**Exercise description:** Only the text of the records, copied exactly, is wanted; no pictures.

Data under study Block Start

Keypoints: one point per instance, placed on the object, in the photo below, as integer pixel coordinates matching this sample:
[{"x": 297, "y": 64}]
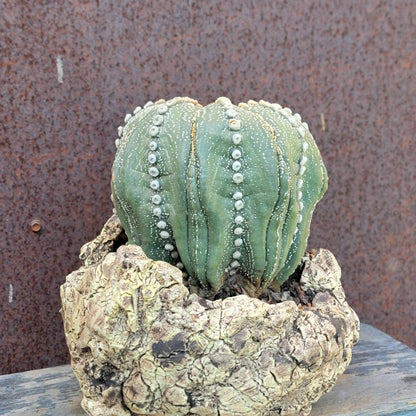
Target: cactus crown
[{"x": 218, "y": 190}]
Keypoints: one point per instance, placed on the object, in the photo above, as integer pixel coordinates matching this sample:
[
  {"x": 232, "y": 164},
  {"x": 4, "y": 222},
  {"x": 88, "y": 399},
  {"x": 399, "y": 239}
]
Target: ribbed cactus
[{"x": 218, "y": 190}]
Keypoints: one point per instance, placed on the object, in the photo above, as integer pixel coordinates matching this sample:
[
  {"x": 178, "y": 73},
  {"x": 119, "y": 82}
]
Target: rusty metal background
[{"x": 70, "y": 70}]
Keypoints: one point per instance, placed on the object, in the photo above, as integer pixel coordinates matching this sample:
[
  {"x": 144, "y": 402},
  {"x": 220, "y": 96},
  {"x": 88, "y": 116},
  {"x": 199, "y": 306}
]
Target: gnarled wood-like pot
[{"x": 141, "y": 344}]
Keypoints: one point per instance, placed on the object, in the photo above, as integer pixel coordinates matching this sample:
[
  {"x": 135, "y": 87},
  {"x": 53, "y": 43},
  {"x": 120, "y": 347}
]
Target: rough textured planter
[{"x": 141, "y": 344}]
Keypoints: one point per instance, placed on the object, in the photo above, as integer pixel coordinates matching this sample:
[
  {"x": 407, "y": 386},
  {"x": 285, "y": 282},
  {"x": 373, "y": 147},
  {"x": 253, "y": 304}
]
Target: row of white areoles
[
  {"x": 234, "y": 125},
  {"x": 301, "y": 128},
  {"x": 153, "y": 171}
]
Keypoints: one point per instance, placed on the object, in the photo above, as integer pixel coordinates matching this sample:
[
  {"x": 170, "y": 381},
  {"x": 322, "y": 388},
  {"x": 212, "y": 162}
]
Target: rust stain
[{"x": 57, "y": 139}]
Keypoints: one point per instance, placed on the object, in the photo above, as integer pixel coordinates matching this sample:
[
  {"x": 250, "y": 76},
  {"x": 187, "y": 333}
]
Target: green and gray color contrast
[{"x": 219, "y": 190}]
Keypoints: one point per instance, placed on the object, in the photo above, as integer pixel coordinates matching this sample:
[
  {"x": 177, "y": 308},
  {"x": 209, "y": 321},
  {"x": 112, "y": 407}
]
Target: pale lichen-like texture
[{"x": 141, "y": 344}]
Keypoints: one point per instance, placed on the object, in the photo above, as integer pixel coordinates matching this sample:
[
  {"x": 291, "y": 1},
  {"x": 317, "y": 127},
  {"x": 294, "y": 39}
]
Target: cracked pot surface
[{"x": 141, "y": 344}]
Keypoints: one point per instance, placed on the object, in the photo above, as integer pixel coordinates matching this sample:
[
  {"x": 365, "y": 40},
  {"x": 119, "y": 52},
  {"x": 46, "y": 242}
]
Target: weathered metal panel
[{"x": 71, "y": 70}]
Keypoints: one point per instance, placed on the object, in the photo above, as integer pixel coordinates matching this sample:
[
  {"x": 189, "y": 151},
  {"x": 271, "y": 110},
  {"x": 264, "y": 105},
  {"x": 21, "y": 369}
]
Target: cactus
[{"x": 219, "y": 190}]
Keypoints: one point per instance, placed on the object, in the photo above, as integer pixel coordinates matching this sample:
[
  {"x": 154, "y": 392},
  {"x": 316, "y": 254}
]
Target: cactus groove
[{"x": 218, "y": 190}]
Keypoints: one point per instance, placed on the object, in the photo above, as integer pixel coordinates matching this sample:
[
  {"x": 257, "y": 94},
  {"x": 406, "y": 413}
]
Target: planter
[{"x": 142, "y": 344}]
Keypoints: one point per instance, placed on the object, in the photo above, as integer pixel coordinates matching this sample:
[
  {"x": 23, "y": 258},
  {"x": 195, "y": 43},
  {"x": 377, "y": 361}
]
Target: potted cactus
[{"x": 198, "y": 298}]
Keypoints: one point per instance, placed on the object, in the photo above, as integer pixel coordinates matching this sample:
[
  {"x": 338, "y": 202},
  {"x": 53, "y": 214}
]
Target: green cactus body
[{"x": 218, "y": 190}]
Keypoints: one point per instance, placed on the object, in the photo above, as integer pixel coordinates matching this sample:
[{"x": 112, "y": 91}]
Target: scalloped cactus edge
[{"x": 218, "y": 190}]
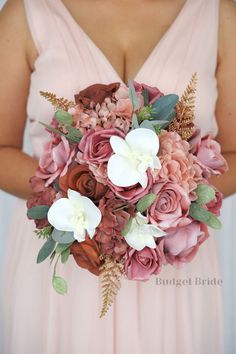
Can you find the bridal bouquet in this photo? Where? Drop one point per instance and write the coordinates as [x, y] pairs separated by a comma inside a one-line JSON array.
[[123, 183]]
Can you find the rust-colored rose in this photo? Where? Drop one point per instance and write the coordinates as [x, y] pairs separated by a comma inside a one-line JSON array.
[[81, 179], [86, 255], [96, 93]]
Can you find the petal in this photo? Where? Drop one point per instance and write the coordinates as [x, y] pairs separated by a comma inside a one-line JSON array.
[[143, 140], [121, 172], [119, 146], [92, 213], [59, 214]]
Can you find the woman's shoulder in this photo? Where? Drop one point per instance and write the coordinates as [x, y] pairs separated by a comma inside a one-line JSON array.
[[14, 29]]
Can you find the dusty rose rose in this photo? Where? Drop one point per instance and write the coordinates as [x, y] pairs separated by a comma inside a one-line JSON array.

Data under study Block End

**Your response:**
Keypoints: one point per instance, placed on the object, in the photo below, as integer pixel coordinates matching this sample:
[{"x": 297, "y": 64}]
Target: cactus crown
[{"x": 218, "y": 190}]
Keypoints: one point per instance, placed on the object, in the photo above, as integer pixel coordinates matching this sample:
[
  {"x": 232, "y": 164},
  {"x": 4, "y": 222},
  {"x": 88, "y": 399},
  {"x": 399, "y": 239}
]
Target: ribbed cactus
[{"x": 218, "y": 190}]
Keypoints: one point per instance, placed on the object, in the photo above, as integer pixel coordinates matching this sample:
[
  {"x": 178, "y": 73},
  {"x": 119, "y": 82}
]
Target: rusty metal background
[{"x": 70, "y": 70}]
Keypoints: one point per instance, placed on the object, in the photo above, as integer pixel coordinates matching this sample:
[
  {"x": 144, "y": 402},
  {"x": 220, "y": 96},
  {"x": 88, "y": 116},
  {"x": 199, "y": 306}
]
Target: gnarled wood-like pot
[{"x": 141, "y": 344}]
Keypoints: one point per instance, placed on the object, in the photo above, as integer pixel coordinates matching this sample:
[
  {"x": 135, "y": 87},
  {"x": 53, "y": 43},
  {"x": 120, "y": 347}
]
Target: rough textured planter
[{"x": 141, "y": 344}]
Keypoints: one point per instance, placed on the object, in the photo above, as integer pixel coordinates matching this sample:
[
  {"x": 407, "y": 386},
  {"x": 285, "y": 282},
  {"x": 373, "y": 147},
  {"x": 253, "y": 304}
]
Target: row of white areoles
[
  {"x": 234, "y": 125},
  {"x": 301, "y": 128},
  {"x": 153, "y": 171}
]
Keypoints: one point per instance, placed on the object, in the photo above, as integer pixel coordinates matching this sample:
[
  {"x": 170, "y": 381},
  {"x": 322, "y": 388},
  {"x": 212, "y": 162}
]
Target: rust stain
[{"x": 57, "y": 139}]
Keypoints: one point per instance, placed on the object, in the photo above, as integer pixel coordinates matching this sample:
[
  {"x": 250, "y": 76},
  {"x": 187, "y": 333}
]
Target: green and gray color contrast
[{"x": 219, "y": 190}]
Keypoints: one point per instance, placed on the object, in the photo above, as integer pixel coordinates matching this sample:
[
  {"x": 177, "y": 308},
  {"x": 209, "y": 321},
  {"x": 112, "y": 407}
]
Target: pale lichen-like texture
[{"x": 141, "y": 344}]
Keypoints: one point per instance, placed on the object, in the photo above, as integer pixel coordinates matching this sample:
[
  {"x": 291, "y": 1},
  {"x": 317, "y": 127},
  {"x": 294, "y": 39}
]
Target: cracked pot surface
[{"x": 141, "y": 344}]
Keypoints: one point per instance, placed on the object, in the photo above, as integer pixel coordinates matching this sample:
[
  {"x": 365, "y": 40},
  {"x": 119, "y": 52},
  {"x": 46, "y": 242}
]
Target: weathered metal panel
[{"x": 71, "y": 70}]
Keypoints: one point per instance, placed on the object, in the photo above, as integer pixel coordinates matching this sample:
[
  {"x": 189, "y": 151},
  {"x": 271, "y": 110},
  {"x": 264, "y": 105},
  {"x": 21, "y": 369}
]
Target: cactus
[{"x": 219, "y": 190}]
Keypoints: one point per instance, placed on the object, in the photo above, as integer pixel coordinates matching this sample:
[
  {"x": 154, "y": 392},
  {"x": 316, "y": 254}
]
Target: cactus groove
[{"x": 218, "y": 190}]
Keypoints: one point per instance, placed on the object, in the photo above, as integer pixel coordinates matching this sample:
[
  {"x": 257, "y": 94},
  {"x": 406, "y": 413}
]
Target: planter
[{"x": 142, "y": 344}]
Keypoints: one point per instance, placed on the object, in the photo above, as integer pixel coordinates matching this sample:
[
  {"x": 23, "y": 258},
  {"x": 195, "y": 43},
  {"x": 377, "y": 361}
]
Target: potted cactus
[{"x": 198, "y": 298}]
Keypoints: one point per instance, placed on the object, in the photo above, as integer pixel coordinates matching this sample:
[
  {"x": 338, "y": 202},
  {"x": 53, "y": 214}
]
Target: green cactus body
[{"x": 218, "y": 190}]
Keypoints: one point per instance, placed on the object, in the photo above, as integer pixel coordinates matching this sample:
[{"x": 112, "y": 91}]
Target: scalloped cactus edge
[{"x": 218, "y": 190}]
Can you find the bridal bouquet in this photo? Where? Drop one point per instance and write the coordinates as [x, y] pairs separated by a comma inside a one-line JSON array.
[[123, 183]]
Can you find the rust-colored rose in this photo? Where? Drop one point per instance and write the coordinates as [x, y] pairs separated by a comma inside a one-line JSON array.
[[81, 179], [86, 255], [96, 93]]
Can you find the petal in this photo? Where? Drop one point per instance and write the coordinates as [x, y] pairs separated by a comma inside a one-line JSON array.
[[143, 140], [121, 172], [119, 146], [92, 213], [59, 214]]
Can you find the woman's shoulder in this photo? Where? Drop one point per instance and write the coordinates as [x, y] pairs separated by a comma inside a one-line JSON array.
[[14, 29]]
Can you find the dusty rose rose in this photo? Where? Drop one point per instance and write the coordinates as [x, y] pairs separated by a comma inside a one-line JSON array.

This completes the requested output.